Please rewrite the records below, replacing every "Annotate" with "Mark" and leaving everything else unchanged.
··· ITEMS
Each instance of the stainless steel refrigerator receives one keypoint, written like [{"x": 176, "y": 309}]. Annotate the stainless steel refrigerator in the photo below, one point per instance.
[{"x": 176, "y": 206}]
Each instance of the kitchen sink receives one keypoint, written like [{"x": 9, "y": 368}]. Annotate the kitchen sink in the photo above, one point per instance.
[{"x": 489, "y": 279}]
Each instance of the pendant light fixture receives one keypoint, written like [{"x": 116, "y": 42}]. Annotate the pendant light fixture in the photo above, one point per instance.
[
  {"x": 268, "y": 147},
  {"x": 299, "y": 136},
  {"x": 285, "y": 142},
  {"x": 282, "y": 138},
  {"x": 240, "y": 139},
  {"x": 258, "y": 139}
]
······
> _EXERCISE RESULT_
Each instance of the stainless steel refrigerator receives one keypoint, written like [{"x": 176, "y": 309}]. Mark the stainless steel refrigerator in the photo below, one point per instance.
[{"x": 176, "y": 206}]
Each instance of the kitchen sink receives one keypoint, written like [{"x": 9, "y": 368}]. Mark the kitchen sink in the photo above, one point per instance.
[{"x": 489, "y": 279}]
Each instance of the pendant light fixture receives one keypoint, written like [{"x": 116, "y": 42}]. Mark the pendant light fixture in the photo above, one point per instance.
[
  {"x": 268, "y": 147},
  {"x": 299, "y": 136},
  {"x": 285, "y": 142},
  {"x": 282, "y": 138},
  {"x": 240, "y": 139},
  {"x": 258, "y": 139}
]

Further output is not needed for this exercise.